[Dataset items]
########################################

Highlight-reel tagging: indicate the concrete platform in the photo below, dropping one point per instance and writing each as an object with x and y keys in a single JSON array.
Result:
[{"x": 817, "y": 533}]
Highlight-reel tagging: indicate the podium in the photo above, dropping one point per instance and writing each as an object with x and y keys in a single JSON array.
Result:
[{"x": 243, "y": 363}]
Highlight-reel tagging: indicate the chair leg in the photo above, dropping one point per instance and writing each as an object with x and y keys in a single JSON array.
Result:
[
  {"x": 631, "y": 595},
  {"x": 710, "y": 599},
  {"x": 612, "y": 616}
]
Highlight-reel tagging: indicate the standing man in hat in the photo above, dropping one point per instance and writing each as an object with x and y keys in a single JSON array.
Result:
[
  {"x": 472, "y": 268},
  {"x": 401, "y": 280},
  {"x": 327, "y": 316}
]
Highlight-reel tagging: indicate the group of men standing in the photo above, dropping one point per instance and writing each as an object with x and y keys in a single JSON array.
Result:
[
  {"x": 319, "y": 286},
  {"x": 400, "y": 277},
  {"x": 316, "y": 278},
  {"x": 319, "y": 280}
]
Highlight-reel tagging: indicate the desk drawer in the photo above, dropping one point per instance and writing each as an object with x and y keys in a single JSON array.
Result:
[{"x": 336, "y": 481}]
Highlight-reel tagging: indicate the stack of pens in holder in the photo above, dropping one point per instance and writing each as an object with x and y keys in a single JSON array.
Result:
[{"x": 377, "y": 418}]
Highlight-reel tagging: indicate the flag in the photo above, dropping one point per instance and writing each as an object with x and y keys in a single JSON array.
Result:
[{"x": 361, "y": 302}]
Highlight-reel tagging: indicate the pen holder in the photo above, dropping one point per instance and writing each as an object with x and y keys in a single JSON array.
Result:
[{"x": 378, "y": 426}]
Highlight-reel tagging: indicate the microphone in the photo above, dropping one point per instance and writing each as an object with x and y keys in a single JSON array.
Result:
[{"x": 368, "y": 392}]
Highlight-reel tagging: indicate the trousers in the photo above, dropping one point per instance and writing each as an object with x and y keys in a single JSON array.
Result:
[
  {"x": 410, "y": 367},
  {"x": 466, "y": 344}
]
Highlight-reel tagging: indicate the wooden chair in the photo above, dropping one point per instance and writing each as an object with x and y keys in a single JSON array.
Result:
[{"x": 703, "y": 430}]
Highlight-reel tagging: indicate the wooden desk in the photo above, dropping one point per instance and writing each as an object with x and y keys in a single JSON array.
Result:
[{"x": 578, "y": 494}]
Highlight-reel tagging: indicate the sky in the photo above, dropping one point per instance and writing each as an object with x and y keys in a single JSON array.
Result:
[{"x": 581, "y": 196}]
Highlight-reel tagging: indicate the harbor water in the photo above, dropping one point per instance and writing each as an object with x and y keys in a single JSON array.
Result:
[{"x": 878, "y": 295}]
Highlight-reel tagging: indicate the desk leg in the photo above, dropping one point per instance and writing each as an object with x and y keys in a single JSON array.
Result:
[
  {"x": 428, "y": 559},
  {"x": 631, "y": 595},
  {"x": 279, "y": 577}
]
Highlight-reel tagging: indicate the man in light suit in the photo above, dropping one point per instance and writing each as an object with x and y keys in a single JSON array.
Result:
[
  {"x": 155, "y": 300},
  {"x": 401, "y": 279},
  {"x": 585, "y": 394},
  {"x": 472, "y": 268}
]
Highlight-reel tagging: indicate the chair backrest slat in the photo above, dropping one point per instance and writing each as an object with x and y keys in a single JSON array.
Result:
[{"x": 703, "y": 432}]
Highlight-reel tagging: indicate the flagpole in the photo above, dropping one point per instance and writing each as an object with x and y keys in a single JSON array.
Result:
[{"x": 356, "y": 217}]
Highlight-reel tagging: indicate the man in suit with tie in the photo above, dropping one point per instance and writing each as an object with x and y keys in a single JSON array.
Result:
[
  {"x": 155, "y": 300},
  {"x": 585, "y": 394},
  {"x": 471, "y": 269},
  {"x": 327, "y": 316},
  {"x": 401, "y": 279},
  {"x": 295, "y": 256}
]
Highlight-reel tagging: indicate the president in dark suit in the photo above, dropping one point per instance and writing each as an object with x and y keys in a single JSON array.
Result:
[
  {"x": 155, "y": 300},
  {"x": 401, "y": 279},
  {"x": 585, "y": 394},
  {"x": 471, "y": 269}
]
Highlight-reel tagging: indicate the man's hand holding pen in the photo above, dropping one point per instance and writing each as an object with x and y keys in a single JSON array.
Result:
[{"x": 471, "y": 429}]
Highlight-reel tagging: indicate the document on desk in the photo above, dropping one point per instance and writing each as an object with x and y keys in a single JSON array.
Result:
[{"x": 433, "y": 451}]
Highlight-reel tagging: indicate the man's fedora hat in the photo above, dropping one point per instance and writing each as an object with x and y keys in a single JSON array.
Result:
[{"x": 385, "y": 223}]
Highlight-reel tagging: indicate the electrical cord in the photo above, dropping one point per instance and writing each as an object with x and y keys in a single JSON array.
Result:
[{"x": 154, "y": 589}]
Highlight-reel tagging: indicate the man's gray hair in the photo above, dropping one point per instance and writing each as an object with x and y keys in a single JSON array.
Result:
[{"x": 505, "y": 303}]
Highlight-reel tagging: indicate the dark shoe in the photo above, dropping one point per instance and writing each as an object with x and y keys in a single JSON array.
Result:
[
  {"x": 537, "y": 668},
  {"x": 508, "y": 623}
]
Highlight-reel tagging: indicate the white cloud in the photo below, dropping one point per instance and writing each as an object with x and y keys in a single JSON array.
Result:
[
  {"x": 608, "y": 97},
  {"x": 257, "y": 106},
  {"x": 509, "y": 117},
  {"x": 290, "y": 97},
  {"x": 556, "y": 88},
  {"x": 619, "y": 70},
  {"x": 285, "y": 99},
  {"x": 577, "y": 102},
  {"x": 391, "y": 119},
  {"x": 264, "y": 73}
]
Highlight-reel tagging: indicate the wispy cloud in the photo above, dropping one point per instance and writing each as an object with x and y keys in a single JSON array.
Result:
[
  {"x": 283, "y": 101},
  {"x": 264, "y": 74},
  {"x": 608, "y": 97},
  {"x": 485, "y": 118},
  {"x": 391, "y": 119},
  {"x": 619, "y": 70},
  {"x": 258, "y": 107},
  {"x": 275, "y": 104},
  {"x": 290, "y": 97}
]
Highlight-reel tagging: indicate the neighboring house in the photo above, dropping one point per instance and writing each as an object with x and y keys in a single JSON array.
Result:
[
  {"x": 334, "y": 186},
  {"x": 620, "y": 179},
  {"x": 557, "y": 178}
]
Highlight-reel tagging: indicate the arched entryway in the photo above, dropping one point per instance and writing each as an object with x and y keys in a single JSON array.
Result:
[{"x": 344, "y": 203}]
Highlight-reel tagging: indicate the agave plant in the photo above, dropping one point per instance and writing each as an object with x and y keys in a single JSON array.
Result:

########################################

● **EXERCISE OBJECTIVE**
The full set of entries above needs to be restated word for word.

● **RESULT OF THE EXERCISE**
Highlight-reel tagging: indicate the concrete platform in the photo below, dropping one point per instance and writing each as an object with x and y keys in a single JSON array.
Result:
[{"x": 817, "y": 533}]
Highlight-reel tagging: indicate the podium in the photo above, dropping one point per instance and writing each as an object with x and y keys in a single JSON array.
Result:
[{"x": 243, "y": 363}]
Highlight-reel tagging: indicate the chair leg in the photo above, dropping one point per instance and writing each as an object with x and y keys in a single JSON array.
Result:
[
  {"x": 631, "y": 595},
  {"x": 710, "y": 599},
  {"x": 612, "y": 616}
]
Highlight-reel tagging: indicate the standing man in hat in the photo above, dropping one point per instance and writing each as an object with x and y keys in a single JSON array.
Result:
[
  {"x": 472, "y": 268},
  {"x": 401, "y": 280},
  {"x": 327, "y": 316}
]
Highlight-reel tagging: indicate the group of men standing in the photo above, dropping one point per instance and writing each as an object with x and y keys in a single JSON array.
Result:
[
  {"x": 319, "y": 286},
  {"x": 400, "y": 277},
  {"x": 316, "y": 278},
  {"x": 319, "y": 280}
]
Highlight-reel tagging: indicate the desk drawer in the photo above, dropping one point per instance and writing each as an object with x and y keys in a single JSON array.
Result:
[{"x": 336, "y": 481}]
Highlight-reel tagging: indicate the stack of pens in holder in the photo above, dropping one point per instance and writing each as an object with x and y keys in a single JSON array.
Result:
[{"x": 377, "y": 418}]
Highlight-reel tagging: indicate the flag in the photo above, dropping one point per instance and writing each as an object with x and y keys in a single JSON array.
Result:
[{"x": 361, "y": 302}]
Highlight-reel tagging: indicate the pen holder in the photo above, dropping one point per instance and writing each as an object with x and y keys in a single JSON array.
Result:
[{"x": 378, "y": 426}]
Highlight-reel tagging: indicate the microphone in the photo above, dropping one point per instance and writing each as an object with x and y keys in a single JSON array.
Result:
[{"x": 368, "y": 392}]
Highlight-reel tagging: indicate the trousers in the photo above, dropping one point per instance and writing each as an object with x and y keys in a single JSON array.
Result:
[
  {"x": 410, "y": 367},
  {"x": 466, "y": 344}
]
Highlight-reel tagging: indicate the wooden chair in the photo above, dropping one point per instance and writing each as an object with x and y keys in a single JSON array.
Result:
[{"x": 703, "y": 430}]
Highlight-reel tagging: indicate the wooden desk in the photo above, dropping one point per instance and writing each as an object with x and y keys in a single JSON array.
Result:
[{"x": 578, "y": 494}]
Highlight-reel tagging: indicate the sky in the photo above, dropping one point per instance and writing each as an object with x and y keys in a single JSON array.
Result:
[{"x": 581, "y": 196}]
Highlight-reel tagging: indicate the harbor water in the photo above, dropping one point per instance and writing each as an object with x and y keys in a single JSON array.
Result:
[{"x": 878, "y": 295}]
Highlight-reel tagging: indicate the desk leg in the photo above, dropping one point per instance and writing each as an object with x and y keys in a single JSON array.
Result:
[
  {"x": 428, "y": 559},
  {"x": 631, "y": 595},
  {"x": 279, "y": 577}
]
Highlight-reel tagging: indicate the man in light suit in the photo above, dropping one point per instance and writing each as an object with x and y keys in a single JSON array.
Result:
[
  {"x": 155, "y": 300},
  {"x": 401, "y": 279},
  {"x": 585, "y": 394},
  {"x": 472, "y": 268}
]
Highlight-reel tagging: indicate the chair backrest slat in the photo above, dropping one point per instance and writing each as an object with x and y keys in a single JSON array.
Result:
[{"x": 703, "y": 432}]
Highlight-reel tagging: indicate the flagpole in the photo above, dropping one point per instance and writing each as an object with x and y keys in a single JSON array.
Result:
[{"x": 356, "y": 217}]
Highlight-reel tagging: indicate the man in suit with tie in the photo above, dropping one point per instance and writing each as an object with x and y keys in a single JSON array.
Result:
[
  {"x": 155, "y": 300},
  {"x": 585, "y": 394},
  {"x": 471, "y": 269},
  {"x": 327, "y": 316},
  {"x": 401, "y": 279},
  {"x": 295, "y": 256}
]
Highlight-reel tagging: indicate the president in dark suit in the photo above, dropping one point per instance and writing each as an object with x and y keys in a single JSON array.
Result:
[
  {"x": 155, "y": 300},
  {"x": 401, "y": 279},
  {"x": 585, "y": 394},
  {"x": 471, "y": 269}
]
Highlight-reel tagging: indicate the man's hand holding pen in the photo above, dropping one point per instance and writing each as an object with x and y keys in a single JSON array.
Result:
[{"x": 471, "y": 429}]
Highlight-reel tagging: indicate the document on desk in the photo above, dropping one point per instance and writing each as an object with x and y keys in a single JSON array.
Result:
[{"x": 433, "y": 451}]
Highlight-reel tagging: indicate the man's fedora hat in the photo above, dropping one point per instance and writing each as an object with x and y keys in a single JSON array.
Result:
[{"x": 385, "y": 223}]
Highlight-reel tagging: indicate the electrical cord in the photo above, dropping one point per instance and writing each as an object with x and y keys in a single JSON array.
Result:
[{"x": 154, "y": 589}]
Highlight-reel tagging: indicate the man's gray hair in the photo above, dropping one point per instance and writing each as an object with x and y keys in a single JSON array.
Result:
[{"x": 505, "y": 303}]
Highlight-reel tagging: indicate the dark shoe in the photo above, dropping one point per instance and writing each as an object with x and y keys in a single JSON array.
Result:
[
  {"x": 537, "y": 668},
  {"x": 508, "y": 623}
]
Highlight-reel tagging: indicate the white cloud in the photo below, dropping one point per instance and writing each as an object with x and y keys in a single JSON array.
Result:
[
  {"x": 608, "y": 97},
  {"x": 257, "y": 106},
  {"x": 509, "y": 117},
  {"x": 290, "y": 97},
  {"x": 556, "y": 88},
  {"x": 619, "y": 70},
  {"x": 285, "y": 99},
  {"x": 577, "y": 102},
  {"x": 391, "y": 119},
  {"x": 264, "y": 73}
]
Highlight-reel tagging: indicate the wispy cloud in the photo above, dropping one point per instance and writing each as an object with x and y keys in a single JSON array.
Result:
[
  {"x": 283, "y": 101},
  {"x": 264, "y": 74},
  {"x": 608, "y": 97},
  {"x": 485, "y": 118},
  {"x": 391, "y": 119},
  {"x": 619, "y": 70},
  {"x": 258, "y": 107},
  {"x": 275, "y": 104},
  {"x": 290, "y": 97}
]
Highlight-reel tagging: indicate the neighboring house in the photo above, dropping one point per instance and writing each as an object with x and y keys in a single JSON array.
Result:
[
  {"x": 334, "y": 186},
  {"x": 620, "y": 179},
  {"x": 557, "y": 178}
]
Highlight-reel tagging: indicate the arched entryway in the photo above, dropping one point per instance and writing each as an object with x and y keys in a single JSON array.
Result:
[{"x": 344, "y": 203}]
Highlight-reel tagging: indicate the agave plant in the photo above, dropping one point per instance and writing each as an object with x and y keys in a single JSON array.
Result:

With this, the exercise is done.